Your goal. Please write out each of the rows below word for word.

Material for the task.
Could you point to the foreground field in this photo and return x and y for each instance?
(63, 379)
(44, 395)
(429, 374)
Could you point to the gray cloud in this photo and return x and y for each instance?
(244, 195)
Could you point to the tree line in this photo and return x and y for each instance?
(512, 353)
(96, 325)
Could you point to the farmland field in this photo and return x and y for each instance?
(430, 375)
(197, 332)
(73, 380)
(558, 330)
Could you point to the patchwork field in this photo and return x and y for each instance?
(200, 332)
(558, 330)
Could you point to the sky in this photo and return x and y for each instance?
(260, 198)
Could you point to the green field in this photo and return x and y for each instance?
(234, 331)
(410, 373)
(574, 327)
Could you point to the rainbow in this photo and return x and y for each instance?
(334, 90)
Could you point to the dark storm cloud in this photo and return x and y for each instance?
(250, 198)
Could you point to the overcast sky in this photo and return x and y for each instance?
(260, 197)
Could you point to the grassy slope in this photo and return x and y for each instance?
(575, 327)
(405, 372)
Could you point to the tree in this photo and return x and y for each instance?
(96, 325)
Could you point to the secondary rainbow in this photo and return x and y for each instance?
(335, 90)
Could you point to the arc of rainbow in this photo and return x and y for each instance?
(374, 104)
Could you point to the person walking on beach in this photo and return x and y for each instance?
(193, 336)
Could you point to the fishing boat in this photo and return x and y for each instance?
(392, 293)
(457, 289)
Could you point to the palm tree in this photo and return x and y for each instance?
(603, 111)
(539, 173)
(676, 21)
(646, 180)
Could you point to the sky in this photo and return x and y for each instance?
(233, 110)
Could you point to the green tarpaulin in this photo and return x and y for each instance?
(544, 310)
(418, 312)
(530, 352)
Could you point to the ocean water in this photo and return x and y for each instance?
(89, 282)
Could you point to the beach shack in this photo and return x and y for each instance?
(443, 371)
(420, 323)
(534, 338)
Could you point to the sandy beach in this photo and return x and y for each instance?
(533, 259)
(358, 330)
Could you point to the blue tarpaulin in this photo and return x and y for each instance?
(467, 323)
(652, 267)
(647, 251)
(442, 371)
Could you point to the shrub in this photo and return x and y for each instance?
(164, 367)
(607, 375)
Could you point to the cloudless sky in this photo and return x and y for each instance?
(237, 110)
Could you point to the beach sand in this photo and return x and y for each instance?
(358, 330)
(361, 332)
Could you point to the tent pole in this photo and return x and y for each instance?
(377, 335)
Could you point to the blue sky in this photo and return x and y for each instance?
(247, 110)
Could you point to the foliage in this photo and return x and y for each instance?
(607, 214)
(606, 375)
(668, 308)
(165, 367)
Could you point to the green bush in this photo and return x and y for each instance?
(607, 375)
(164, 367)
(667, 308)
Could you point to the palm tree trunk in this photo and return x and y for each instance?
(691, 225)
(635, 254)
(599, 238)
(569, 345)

Result of this exercise.
Could you point to the foreground field in this photo and return x and y for each instance?
(63, 379)
(44, 395)
(429, 374)
Could you point to the gray cloud in this photo and return x and y for each instance?
(244, 195)
Could you point to the tree line in this photo and return x and y for each instance?
(512, 353)
(96, 325)
Could you point to the farmland field in this photo and return x and y for each instance?
(430, 375)
(197, 332)
(73, 380)
(558, 330)
Could you point to the patchwork field in this photo and return x and y for each instance?
(200, 332)
(558, 330)
Could you point to the sky in this photo and return x and y for each instance?
(260, 198)
Could you point to the green field in this photo and return x and y for each instance?
(234, 331)
(410, 373)
(574, 327)
Could you point to the rainbow in this photo and return x and y for each instance?
(334, 90)
Could you point to the dark storm cloud in this photo and return x and y for each instance?
(250, 198)
Could you point to the overcast sky in this photo and return x and y for each instance?
(260, 197)
Could you point to the grassy slope in this photo and return x and y for each instance?
(575, 327)
(405, 372)
Could you point to the tree in this photo and return x and y for each instance?
(96, 325)
Could you point to the secondary rainbow in this photo and return x and y for each instance?
(335, 90)
Could you point to the arc of rainbow in this photo and return x and y for each instance?
(374, 104)
Could you point to the person walking on beach in this photo and return x and y for each instance?
(193, 336)
Could you point to the fishing boat in this photo and return x and y for each instance?
(392, 293)
(457, 289)
Could you point to the palm tree in this photo and return x and y for each instance?
(603, 111)
(539, 173)
(676, 21)
(646, 180)
Could you point to the sky in this photo and return x and y for each instance?
(233, 110)
Could you point to the green tarpaulin in this photo and return x and y for each instance?
(544, 310)
(418, 312)
(530, 352)
Could you point to the ocean water in this photo and return x and y for each instance?
(89, 282)
Could you point to the beach shack in this photo and return x and y for each instance?
(443, 371)
(420, 323)
(534, 338)
Could you point to the sandy beach in this photo and return x and y for each instance?
(533, 259)
(358, 330)
Could you point to the blue tarpaulin in this photo and return x and y for each instance?
(467, 323)
(652, 267)
(647, 251)
(442, 371)
Could you point to the shrub in this photo and return x and y for each instance?
(164, 367)
(607, 375)
Could you point to the cloudless sky in this photo and return x and y for each instance?
(237, 110)
Could you point to the beach sand in this photo and return x and y for each instance?
(358, 330)
(361, 332)
Could you point to the tent pole in this photo and return x and y for each instance?
(377, 335)
Could you point to the blue sky in this photo and return x and y for each instance?
(247, 110)
Could you point to the foliage in this photo and return x and y for each instance?
(607, 214)
(606, 375)
(668, 308)
(165, 367)
Could you point to the green bush in this photo and return x and y for each instance?
(607, 375)
(164, 367)
(667, 308)
Could you point to the palm tree trunk in this photo and return x and y for each instance?
(691, 225)
(635, 254)
(599, 238)
(569, 345)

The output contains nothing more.